### Stated task
In the forum thread below about merging two CSV files in C#, how far does Zip merge two lists of unequal length?

### Text section
- - -
Kunjahamed P
Kunjahamed P

Reputation: 81

how to merge two csv files with different columns and rows in c#

I'm trying to merge two csv files which have different headers and different number of rows/lines. Using the following code, but doesn't get correct output. It's working when rows are same.

var first = File.ReadAllLines("firstfile.csv");
var second = File.ReadAllLines("secondfile.csv");
var result = first.Zip(second, (f, s) => string.Join(",", f, s));
File.WriteAllLines("combined.csv", result);

for ex: firstfile is

col1,colb,colc
a,b,c
a,v,f

the secondfile is

colx,coly
x,y
cc,aa
bb,vv
m,n

the output is get

col1,colb,colc,colx,coly
a,b,c,x,y
a,v,f,cc,aa

the second file rows are missiing. my expected output is

col1,colb,colc,colx,coly
a,b,c,x,y
a,v,f,cc,aa
,,,bb,vv
,,,m,n

Upvotes: 1

Views: 2645

Answers (2)

Jonathan Willcock
Jonathan Willcock

Reputation: 5255

There is no inbuilt method that allows you to merge two lists of unequal length. Zip only merges down to the shortest length. However, you can achieve what you want by modifying Marc Gravell's excellent answer here, in order to allow a default value. Create yourself an extensions class, something like this:

public static class Extensions
{
    public static IEnumerable<T> Merge<T>(this IEnumerable<T> first,
    IEnumerable<T> second, T defaultValue, Func<T, T, T> operation)
- - -
### Record excerpts
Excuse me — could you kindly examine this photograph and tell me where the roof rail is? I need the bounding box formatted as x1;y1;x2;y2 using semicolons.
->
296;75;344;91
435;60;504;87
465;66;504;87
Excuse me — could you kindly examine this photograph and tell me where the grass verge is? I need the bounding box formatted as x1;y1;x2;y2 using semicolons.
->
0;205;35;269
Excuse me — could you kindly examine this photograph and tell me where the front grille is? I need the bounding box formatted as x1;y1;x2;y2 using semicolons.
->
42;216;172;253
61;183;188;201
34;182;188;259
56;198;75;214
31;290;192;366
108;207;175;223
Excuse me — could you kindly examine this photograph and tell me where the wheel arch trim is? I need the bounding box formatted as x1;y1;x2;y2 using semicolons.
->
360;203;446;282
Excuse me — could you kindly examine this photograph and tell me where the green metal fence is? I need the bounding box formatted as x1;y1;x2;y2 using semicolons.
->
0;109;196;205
- - -
### Problem solution
Zip merges only down to the shortest length.